• [Exercise aim] Edit the records below by replacing "structure chart" with "layout diagram" wherever it appears, leaving everything else unchanged. Omit the pictures from your answer.

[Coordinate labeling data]

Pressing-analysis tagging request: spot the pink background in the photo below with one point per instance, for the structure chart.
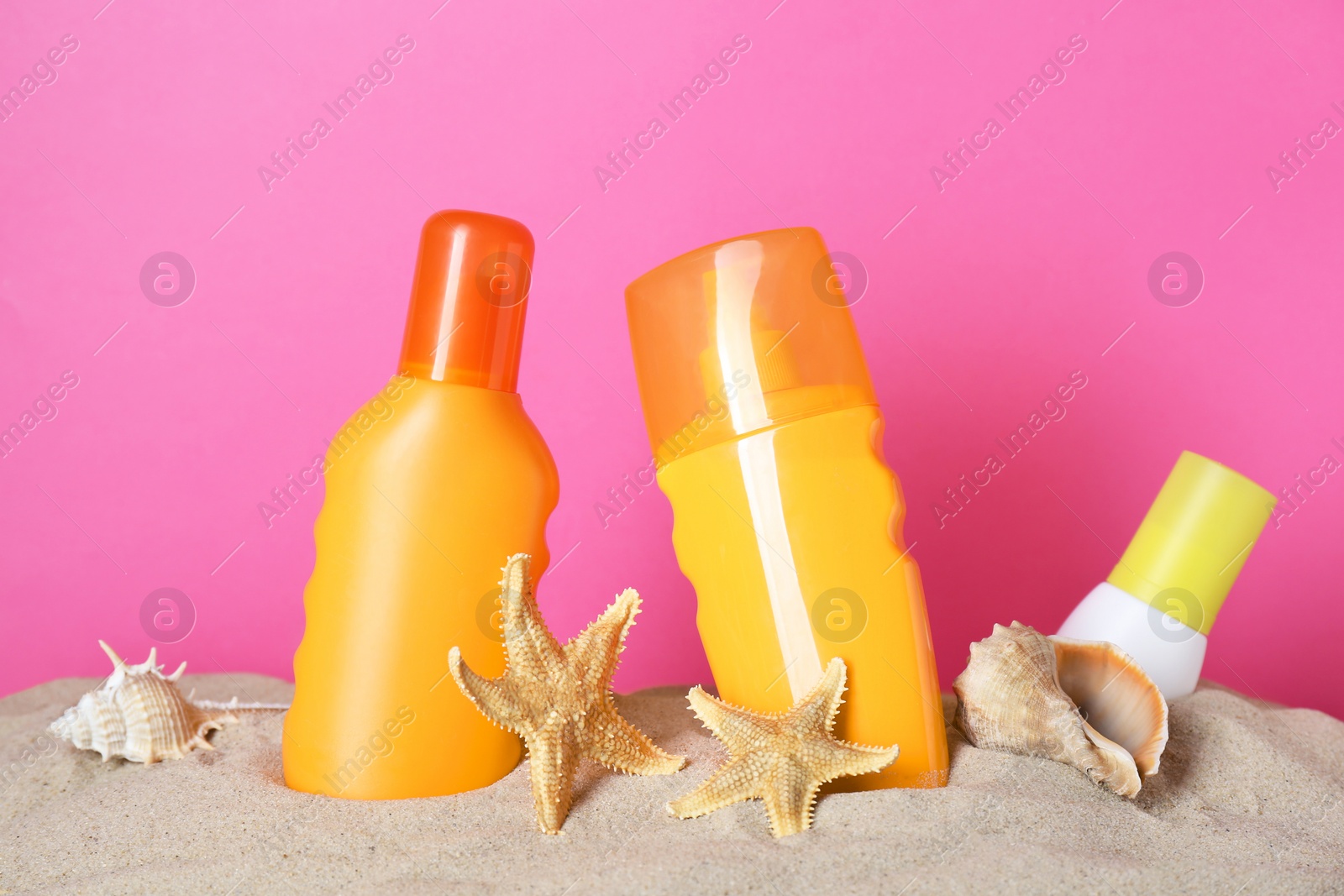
(1027, 266)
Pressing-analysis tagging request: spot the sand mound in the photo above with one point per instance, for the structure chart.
(1249, 801)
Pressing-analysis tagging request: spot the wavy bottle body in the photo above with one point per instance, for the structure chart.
(788, 520)
(430, 486)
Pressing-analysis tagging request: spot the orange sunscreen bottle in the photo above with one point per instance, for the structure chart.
(768, 443)
(430, 486)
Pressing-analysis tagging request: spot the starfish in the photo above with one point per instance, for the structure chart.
(559, 699)
(781, 758)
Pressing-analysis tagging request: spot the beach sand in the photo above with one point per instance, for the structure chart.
(1247, 801)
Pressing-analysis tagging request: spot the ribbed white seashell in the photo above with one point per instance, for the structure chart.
(140, 715)
(1082, 703)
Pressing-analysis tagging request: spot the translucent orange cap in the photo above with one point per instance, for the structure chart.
(739, 336)
(468, 300)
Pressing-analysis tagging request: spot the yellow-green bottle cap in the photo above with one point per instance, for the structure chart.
(1194, 540)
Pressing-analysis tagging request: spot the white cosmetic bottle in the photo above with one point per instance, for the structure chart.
(1162, 598)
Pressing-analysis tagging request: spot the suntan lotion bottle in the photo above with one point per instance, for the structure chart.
(1164, 594)
(430, 486)
(768, 443)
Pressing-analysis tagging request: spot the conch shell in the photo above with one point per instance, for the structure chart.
(140, 715)
(1082, 703)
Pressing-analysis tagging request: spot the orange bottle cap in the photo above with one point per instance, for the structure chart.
(743, 335)
(468, 300)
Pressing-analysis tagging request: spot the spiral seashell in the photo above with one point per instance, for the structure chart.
(140, 715)
(1084, 703)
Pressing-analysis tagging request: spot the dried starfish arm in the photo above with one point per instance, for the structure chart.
(553, 758)
(817, 710)
(790, 799)
(492, 698)
(738, 731)
(730, 783)
(534, 652)
(589, 652)
(627, 748)
(846, 758)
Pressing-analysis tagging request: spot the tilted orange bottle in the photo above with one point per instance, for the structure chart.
(768, 443)
(430, 486)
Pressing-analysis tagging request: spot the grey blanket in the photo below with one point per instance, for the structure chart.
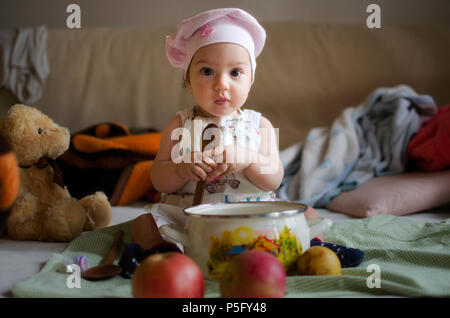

• [Solution for this exercise]
Pressing-analysis tagging request: spot the pink background in the photo below with one point per instance, for the layout diagram.
(1027, 266)
Pressing-analysis tagging request: spot the sand mound in the photo above with one point per instance, for the layout diagram.
(1249, 801)
Pressing-analysis tagging request: spot the wavy bottle body in the photo above with one point per instance, for the layout diagram.
(788, 520)
(430, 486)
Pressing-analysis tagging request: spot the orange sunscreen bottle in the photo above with one point per instance, for the layout diagram.
(768, 443)
(430, 486)
Pressing-analysis tagging request: spot the starfish in the photo above with one point per instance, for the layout diagram.
(559, 699)
(781, 758)
Pressing-analysis tagging request: spot the beach sand in the photo above with one point per instance, for the layout diagram.
(1247, 801)
Pressing-analysis tagging request: spot the ribbed white seashell in the photo above with one point per instance, for the layout diagram.
(140, 715)
(1082, 703)
Pressing-analysis tagging request: spot the translucent orange cap in the photo above with one point per instance, for the layout diagram.
(739, 336)
(468, 300)
Pressing-analysis tagging request: spot the yellow-green bottle cap in the photo above with one point per instance, for the layout diagram.
(1194, 540)
Pressing-analysis tagging request: spot the white cosmetic bottle in the photo above with one point per instance, for the layout diagram.
(1162, 598)
Pressing-analysis tagging request: spot the suntan lotion bottle in the photo above with one point per instance, for the layout diagram.
(1164, 594)
(430, 486)
(768, 443)
Pressing-analysis tagging request: spot the conch shell in the photo above with one point per instance, for the layout diagram.
(140, 715)
(1082, 703)
Pressing-analysis tagging request: spot the orange bottle cap in the photo above with one point per instance, for the layout diagram.
(743, 335)
(468, 300)
Pressing-analysis tagging request: spot the spiral seashell in the photo above with one point per instance, for the layout diagram.
(140, 715)
(1084, 703)
Pressing-analysis tagging request: spot the dried starfish arm in the photo above with one point per instance, for the layout diagram.
(553, 758)
(817, 710)
(790, 799)
(492, 698)
(738, 731)
(730, 783)
(534, 652)
(589, 652)
(627, 748)
(846, 758)
Pressing-analysis tagging request: spot the tilted orange bottle in the photo above with one point per instance, for the layout diagram.
(768, 443)
(430, 486)
Pressing-analysis tagging request: spot the grey blanket in the photo below with one point per instance, for the layout diagram.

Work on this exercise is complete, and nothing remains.